Pull out each line in the records below that contains the word "officer", and copy those lines.
-- START OF Stored data --
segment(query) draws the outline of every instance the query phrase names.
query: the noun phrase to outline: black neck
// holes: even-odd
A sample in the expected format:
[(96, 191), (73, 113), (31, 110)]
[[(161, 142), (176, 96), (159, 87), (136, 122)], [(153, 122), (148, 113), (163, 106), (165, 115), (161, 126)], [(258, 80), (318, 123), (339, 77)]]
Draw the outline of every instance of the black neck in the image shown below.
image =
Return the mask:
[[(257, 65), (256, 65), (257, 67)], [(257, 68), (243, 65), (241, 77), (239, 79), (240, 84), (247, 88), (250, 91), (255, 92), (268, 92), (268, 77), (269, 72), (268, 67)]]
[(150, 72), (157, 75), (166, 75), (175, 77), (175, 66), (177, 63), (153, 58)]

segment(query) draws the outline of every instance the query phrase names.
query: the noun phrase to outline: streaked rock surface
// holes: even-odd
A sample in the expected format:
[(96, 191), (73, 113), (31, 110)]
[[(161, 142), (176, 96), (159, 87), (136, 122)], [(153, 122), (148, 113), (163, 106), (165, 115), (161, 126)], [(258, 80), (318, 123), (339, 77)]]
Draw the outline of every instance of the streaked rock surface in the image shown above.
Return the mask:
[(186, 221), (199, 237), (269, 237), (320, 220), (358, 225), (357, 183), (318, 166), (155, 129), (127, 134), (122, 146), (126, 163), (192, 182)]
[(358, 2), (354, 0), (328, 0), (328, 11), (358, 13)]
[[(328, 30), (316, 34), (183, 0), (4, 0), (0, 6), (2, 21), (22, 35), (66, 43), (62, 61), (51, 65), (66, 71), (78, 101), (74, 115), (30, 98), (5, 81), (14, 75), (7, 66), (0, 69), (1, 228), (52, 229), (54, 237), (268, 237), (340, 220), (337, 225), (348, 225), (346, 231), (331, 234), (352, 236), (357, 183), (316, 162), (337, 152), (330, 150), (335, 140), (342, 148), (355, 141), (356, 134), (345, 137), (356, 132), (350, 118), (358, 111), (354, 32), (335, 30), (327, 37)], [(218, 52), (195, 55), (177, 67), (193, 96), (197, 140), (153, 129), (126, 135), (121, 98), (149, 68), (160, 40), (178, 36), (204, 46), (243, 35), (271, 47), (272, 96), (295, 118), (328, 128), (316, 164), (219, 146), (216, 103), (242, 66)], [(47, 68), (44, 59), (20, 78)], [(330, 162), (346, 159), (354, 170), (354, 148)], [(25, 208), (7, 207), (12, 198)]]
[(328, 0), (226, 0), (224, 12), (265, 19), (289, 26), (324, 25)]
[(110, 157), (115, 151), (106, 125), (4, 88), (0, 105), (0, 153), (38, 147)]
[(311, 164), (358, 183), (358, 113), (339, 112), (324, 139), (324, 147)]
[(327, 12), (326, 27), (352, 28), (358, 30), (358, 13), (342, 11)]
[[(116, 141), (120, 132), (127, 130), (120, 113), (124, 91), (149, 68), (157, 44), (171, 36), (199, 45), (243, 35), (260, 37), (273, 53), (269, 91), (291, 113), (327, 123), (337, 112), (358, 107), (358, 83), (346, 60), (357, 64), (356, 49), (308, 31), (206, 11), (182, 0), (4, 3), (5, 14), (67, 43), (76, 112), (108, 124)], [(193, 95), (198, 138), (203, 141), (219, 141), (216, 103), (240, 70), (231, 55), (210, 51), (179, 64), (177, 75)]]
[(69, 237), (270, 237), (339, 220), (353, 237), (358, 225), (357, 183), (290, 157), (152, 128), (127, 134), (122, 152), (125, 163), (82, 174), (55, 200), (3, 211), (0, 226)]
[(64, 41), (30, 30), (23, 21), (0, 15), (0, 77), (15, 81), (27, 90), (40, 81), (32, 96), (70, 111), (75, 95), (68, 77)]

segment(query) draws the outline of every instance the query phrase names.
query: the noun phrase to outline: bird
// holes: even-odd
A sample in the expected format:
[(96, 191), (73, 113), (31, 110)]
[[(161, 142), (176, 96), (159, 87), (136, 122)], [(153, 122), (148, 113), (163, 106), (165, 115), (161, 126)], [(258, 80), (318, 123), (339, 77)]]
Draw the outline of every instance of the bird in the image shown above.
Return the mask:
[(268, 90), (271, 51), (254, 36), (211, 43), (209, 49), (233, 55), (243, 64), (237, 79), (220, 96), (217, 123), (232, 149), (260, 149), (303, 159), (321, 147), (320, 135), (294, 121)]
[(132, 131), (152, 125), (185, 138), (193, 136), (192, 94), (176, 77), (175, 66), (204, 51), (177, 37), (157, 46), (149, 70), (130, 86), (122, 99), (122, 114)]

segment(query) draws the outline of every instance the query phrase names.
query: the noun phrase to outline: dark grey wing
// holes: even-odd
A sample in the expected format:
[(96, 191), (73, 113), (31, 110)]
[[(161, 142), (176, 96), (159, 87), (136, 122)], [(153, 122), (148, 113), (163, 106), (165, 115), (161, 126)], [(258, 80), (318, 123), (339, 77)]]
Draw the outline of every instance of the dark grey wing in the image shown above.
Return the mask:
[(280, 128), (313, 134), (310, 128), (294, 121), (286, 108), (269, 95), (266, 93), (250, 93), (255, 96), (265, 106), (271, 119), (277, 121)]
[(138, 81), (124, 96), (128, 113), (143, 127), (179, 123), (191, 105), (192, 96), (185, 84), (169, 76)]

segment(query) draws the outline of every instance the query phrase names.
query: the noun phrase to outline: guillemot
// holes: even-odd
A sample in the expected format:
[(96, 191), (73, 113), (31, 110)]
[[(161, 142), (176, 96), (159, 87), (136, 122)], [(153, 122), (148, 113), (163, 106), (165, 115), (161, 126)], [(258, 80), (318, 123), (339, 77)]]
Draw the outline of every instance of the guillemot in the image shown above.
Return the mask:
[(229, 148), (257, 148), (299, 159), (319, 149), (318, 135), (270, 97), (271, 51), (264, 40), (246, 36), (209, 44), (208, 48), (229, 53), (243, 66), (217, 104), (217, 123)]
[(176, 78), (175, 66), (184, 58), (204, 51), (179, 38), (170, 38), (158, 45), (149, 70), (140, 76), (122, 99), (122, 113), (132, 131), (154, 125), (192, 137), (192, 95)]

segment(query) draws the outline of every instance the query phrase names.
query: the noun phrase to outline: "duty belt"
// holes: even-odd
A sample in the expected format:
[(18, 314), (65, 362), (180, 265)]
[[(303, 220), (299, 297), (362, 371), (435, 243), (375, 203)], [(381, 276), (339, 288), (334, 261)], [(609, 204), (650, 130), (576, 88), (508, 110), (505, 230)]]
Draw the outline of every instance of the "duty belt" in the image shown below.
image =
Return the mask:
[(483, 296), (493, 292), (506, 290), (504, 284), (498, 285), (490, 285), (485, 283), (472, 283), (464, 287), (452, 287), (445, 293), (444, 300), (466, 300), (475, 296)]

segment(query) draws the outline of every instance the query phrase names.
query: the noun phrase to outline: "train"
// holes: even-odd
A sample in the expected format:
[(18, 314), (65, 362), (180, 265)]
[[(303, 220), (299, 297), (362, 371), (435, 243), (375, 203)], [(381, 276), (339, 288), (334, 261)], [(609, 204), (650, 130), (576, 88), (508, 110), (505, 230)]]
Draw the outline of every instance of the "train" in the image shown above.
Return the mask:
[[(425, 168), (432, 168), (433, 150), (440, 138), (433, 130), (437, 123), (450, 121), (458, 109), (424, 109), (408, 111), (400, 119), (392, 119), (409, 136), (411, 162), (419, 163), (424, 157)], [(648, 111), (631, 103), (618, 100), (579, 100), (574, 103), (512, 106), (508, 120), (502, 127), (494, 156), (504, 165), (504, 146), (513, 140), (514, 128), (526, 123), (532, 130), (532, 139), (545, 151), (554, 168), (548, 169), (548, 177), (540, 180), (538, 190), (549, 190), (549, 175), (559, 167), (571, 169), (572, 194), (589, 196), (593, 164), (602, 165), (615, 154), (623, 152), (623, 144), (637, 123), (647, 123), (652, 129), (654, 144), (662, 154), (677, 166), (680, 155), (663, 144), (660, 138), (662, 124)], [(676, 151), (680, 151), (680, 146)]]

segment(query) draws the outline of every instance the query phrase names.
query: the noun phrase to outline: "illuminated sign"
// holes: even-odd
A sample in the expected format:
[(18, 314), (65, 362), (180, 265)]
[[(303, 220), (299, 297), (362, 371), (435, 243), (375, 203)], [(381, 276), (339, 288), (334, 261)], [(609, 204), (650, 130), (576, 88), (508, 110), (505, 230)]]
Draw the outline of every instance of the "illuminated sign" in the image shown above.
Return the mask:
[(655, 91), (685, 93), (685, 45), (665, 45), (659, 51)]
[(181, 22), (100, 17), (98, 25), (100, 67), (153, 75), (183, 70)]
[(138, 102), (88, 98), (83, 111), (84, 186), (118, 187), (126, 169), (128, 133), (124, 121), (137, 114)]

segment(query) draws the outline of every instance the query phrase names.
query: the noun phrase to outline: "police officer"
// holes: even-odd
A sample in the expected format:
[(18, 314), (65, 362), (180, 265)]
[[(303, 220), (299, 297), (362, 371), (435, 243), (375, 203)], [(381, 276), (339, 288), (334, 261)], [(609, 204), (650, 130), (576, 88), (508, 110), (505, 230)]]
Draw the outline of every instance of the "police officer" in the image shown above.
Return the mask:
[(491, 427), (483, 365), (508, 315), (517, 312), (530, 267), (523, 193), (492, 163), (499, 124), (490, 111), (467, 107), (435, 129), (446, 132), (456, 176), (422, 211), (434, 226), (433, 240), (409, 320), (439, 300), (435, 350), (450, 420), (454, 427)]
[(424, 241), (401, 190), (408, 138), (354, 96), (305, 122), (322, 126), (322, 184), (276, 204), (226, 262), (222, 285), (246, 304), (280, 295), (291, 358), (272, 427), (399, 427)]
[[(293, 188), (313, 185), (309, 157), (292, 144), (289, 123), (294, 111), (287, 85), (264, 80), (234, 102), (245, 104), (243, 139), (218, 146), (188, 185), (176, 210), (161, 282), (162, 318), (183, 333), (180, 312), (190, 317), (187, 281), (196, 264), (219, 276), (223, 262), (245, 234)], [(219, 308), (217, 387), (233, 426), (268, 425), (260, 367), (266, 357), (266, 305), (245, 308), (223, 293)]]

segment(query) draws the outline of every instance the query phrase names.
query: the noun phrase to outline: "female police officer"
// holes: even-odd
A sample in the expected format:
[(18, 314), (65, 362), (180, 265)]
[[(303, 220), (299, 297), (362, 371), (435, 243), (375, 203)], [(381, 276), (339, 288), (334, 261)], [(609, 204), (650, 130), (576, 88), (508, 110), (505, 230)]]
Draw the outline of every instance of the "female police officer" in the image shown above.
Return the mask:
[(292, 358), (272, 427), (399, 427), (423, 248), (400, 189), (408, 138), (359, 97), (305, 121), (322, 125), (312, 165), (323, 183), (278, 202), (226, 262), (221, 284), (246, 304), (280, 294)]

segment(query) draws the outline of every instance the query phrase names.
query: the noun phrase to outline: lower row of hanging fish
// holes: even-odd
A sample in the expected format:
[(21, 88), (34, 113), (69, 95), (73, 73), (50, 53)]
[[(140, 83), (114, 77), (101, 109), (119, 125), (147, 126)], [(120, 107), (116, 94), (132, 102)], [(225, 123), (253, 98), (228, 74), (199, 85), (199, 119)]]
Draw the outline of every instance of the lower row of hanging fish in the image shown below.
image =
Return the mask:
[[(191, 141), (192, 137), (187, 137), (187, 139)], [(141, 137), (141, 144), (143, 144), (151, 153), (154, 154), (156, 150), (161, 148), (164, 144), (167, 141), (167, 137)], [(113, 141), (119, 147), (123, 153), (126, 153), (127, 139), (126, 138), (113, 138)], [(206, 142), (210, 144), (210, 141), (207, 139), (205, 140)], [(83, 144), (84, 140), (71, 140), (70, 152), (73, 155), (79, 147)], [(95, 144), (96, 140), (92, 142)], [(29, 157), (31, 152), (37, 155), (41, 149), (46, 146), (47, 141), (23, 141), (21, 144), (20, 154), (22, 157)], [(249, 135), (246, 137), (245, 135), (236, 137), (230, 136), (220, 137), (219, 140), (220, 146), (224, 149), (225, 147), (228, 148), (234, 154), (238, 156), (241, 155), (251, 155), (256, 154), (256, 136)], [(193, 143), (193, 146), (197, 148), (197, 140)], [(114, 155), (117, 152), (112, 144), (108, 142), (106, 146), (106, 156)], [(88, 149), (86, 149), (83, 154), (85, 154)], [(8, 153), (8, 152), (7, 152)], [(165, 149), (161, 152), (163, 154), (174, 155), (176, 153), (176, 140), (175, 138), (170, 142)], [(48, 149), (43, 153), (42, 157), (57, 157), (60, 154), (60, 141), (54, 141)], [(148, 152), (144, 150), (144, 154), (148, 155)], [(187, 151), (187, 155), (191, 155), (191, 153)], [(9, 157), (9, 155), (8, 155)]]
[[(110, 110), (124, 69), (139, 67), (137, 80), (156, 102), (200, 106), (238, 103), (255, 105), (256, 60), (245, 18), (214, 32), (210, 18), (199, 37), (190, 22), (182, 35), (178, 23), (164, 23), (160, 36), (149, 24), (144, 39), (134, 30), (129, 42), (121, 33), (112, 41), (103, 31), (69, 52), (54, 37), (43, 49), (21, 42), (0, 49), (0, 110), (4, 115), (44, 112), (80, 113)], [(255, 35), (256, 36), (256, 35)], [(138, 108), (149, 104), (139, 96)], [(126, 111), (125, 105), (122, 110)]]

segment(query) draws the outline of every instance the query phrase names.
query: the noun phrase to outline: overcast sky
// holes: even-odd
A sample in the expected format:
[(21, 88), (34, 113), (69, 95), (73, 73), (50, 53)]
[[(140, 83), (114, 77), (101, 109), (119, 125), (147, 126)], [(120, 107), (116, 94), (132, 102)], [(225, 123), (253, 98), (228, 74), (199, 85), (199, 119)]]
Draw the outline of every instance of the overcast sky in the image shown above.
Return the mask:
-- END OF Stored data --
## Task solution
query: the noun phrase to outline: "police officer"
Draw the outline of every instance of the "police officer" in the image shown above.
query: the noun phrase to outline: "female police officer"
Draw the outline of every instance of the "female police officer" in the image shown above.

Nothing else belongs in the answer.